● **Supplied data**:
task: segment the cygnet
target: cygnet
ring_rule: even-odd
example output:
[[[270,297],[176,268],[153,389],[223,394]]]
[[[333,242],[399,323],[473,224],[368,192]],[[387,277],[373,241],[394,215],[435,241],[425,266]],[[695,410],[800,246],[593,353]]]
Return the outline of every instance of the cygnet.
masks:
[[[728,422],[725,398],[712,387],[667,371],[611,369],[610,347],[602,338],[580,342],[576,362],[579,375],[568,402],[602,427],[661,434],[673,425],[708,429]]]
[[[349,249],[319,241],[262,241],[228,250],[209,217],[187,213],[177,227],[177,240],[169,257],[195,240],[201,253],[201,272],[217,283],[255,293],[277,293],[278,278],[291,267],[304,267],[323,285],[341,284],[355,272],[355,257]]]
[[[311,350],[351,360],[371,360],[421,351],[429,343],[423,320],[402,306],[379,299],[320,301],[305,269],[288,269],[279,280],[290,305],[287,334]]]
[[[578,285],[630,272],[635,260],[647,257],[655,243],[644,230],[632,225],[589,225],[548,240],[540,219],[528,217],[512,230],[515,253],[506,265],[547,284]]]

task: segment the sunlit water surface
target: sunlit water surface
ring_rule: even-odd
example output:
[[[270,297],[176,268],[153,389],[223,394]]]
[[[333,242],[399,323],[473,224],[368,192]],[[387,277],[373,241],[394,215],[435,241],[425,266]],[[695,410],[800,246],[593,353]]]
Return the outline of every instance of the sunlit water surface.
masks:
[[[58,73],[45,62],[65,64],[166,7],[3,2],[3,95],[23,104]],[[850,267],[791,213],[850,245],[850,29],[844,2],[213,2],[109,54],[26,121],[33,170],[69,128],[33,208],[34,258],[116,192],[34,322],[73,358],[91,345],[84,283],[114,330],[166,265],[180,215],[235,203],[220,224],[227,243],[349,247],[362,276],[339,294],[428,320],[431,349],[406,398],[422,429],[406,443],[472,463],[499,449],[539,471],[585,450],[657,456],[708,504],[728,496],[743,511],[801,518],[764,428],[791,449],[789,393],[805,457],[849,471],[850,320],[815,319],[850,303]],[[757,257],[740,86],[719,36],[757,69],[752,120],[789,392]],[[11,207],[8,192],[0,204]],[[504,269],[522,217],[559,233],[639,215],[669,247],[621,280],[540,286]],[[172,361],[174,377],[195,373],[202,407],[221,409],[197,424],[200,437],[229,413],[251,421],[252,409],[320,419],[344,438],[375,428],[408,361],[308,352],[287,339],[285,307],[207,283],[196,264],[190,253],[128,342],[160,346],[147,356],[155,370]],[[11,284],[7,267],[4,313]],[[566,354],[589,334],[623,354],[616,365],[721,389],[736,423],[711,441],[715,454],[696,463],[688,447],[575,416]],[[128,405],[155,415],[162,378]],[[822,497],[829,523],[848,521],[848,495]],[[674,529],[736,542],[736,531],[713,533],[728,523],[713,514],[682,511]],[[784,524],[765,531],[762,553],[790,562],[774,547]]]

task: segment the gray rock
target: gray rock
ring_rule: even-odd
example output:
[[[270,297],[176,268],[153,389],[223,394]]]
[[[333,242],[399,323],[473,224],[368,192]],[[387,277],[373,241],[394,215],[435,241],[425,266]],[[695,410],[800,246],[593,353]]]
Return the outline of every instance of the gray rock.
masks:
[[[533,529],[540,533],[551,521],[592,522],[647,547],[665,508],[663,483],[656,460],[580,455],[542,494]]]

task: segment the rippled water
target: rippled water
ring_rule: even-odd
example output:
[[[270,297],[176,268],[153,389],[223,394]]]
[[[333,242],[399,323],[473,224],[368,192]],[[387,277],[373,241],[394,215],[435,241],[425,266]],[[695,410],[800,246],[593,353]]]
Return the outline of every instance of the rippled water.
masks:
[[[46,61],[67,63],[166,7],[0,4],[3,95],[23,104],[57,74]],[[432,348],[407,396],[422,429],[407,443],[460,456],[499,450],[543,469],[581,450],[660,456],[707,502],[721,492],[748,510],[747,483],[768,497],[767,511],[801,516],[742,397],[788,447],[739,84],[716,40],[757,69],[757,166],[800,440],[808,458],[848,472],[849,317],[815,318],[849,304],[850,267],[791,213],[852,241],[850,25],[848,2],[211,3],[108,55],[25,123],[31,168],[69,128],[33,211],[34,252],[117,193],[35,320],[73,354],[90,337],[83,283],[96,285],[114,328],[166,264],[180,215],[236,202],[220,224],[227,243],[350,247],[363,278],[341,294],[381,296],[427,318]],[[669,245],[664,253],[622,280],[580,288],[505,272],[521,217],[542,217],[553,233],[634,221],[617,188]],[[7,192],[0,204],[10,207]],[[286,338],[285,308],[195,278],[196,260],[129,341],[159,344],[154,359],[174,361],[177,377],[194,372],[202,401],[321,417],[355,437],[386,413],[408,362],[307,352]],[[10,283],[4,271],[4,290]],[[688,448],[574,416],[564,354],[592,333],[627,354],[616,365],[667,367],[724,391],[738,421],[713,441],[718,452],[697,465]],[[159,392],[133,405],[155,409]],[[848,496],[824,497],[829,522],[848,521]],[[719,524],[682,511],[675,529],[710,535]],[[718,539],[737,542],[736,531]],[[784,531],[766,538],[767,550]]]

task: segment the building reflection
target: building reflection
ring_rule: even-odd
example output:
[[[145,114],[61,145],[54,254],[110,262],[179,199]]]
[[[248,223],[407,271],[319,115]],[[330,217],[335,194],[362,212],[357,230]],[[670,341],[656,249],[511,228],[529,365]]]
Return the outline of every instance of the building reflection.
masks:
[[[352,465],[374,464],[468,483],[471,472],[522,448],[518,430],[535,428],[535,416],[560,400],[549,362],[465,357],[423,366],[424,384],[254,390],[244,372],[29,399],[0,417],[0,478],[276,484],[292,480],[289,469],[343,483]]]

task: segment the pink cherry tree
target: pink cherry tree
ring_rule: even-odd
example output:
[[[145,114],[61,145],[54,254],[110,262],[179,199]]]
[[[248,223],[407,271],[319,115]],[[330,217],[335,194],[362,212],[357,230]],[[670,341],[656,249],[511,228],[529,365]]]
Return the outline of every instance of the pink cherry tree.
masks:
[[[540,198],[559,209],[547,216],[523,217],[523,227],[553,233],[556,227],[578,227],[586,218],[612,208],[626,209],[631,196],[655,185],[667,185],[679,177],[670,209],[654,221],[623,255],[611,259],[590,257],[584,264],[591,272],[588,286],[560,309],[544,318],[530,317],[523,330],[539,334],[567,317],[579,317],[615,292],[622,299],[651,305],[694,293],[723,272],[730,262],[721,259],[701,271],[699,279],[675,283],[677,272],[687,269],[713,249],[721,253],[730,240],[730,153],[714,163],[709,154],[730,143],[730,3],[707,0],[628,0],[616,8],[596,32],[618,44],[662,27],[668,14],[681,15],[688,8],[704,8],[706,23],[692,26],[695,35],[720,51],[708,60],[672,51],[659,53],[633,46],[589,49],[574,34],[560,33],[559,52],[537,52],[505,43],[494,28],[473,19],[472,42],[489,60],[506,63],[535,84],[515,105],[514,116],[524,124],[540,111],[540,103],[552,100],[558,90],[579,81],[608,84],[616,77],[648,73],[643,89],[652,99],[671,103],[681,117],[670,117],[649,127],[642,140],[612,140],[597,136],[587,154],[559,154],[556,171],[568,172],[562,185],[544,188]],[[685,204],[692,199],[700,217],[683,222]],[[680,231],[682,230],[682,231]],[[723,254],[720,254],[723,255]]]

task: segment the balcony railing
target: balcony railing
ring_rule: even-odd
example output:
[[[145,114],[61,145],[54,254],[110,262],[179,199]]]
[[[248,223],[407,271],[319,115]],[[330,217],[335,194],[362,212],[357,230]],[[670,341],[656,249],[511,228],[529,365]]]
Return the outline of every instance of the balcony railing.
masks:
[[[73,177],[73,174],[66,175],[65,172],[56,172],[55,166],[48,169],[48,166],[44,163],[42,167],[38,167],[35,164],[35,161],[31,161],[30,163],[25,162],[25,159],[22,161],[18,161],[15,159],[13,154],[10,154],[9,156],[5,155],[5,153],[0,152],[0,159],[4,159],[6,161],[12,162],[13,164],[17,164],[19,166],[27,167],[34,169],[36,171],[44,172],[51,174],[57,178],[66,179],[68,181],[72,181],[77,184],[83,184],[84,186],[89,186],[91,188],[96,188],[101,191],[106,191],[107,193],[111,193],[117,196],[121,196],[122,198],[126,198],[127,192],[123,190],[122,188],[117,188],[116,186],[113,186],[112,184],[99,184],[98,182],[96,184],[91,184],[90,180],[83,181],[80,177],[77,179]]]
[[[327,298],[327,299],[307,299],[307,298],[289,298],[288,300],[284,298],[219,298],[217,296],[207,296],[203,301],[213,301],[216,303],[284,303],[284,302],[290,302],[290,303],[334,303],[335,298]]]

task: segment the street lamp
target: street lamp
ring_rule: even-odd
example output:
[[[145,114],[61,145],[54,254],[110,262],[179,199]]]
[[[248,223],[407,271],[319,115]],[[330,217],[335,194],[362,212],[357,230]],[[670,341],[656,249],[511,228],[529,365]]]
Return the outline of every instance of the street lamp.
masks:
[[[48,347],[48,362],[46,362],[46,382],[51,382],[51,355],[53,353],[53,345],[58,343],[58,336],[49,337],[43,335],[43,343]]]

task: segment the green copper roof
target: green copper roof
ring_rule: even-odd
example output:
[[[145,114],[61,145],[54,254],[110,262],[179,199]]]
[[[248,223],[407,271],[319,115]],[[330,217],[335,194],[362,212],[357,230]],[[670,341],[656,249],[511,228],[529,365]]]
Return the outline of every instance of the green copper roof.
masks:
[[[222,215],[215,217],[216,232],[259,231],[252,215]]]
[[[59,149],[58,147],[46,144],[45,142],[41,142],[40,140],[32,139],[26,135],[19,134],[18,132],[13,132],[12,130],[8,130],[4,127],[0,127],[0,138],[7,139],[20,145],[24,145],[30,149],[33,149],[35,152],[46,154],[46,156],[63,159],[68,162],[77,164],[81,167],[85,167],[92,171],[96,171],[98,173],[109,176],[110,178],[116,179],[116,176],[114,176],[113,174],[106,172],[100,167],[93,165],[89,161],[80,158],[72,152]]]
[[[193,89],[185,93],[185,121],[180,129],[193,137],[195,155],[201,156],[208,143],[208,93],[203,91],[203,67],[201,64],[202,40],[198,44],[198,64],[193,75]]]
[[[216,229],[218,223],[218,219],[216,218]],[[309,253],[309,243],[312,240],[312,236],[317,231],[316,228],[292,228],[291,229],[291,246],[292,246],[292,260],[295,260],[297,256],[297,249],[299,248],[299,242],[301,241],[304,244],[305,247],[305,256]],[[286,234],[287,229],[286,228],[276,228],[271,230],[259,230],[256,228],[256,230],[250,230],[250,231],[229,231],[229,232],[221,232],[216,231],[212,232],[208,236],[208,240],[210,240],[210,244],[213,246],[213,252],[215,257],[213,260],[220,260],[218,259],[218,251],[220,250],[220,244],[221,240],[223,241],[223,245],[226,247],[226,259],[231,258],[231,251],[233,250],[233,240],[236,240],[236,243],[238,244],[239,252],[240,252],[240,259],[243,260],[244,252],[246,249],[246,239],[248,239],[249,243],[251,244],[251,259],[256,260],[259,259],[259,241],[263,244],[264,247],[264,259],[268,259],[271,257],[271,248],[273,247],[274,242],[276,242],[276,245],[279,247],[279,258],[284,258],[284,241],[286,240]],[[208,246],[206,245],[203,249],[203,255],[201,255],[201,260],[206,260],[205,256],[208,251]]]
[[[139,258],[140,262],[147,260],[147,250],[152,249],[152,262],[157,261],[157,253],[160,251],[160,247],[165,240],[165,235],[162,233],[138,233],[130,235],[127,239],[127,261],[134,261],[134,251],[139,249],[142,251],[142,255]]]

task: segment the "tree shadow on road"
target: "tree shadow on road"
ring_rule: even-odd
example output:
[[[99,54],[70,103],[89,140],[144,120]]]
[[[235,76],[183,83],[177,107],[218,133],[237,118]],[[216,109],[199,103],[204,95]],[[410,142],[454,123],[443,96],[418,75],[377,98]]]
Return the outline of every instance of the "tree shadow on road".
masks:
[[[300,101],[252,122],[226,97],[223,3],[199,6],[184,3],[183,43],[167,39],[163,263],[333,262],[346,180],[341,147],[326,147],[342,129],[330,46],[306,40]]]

● **The task**:
Search the preceding listing for "instance" and extract every line where it is found.

● **Exercise output**:
Return the outline of every instance of the cygnet.
Return the outline of every instance of the sunlit water surface.
Return the outline of every instance of the gray rock.
Return the outline of every instance of the rippled water.
Return the outline of every instance of the building reflection.
Return the outline of every instance of the pink cherry tree.
Return the outline of every instance of the balcony railing.
Return the outline of every instance of the street lamp.
Return the outline of every instance of the green copper roof.
Return the outline of every instance of the "tree shadow on road".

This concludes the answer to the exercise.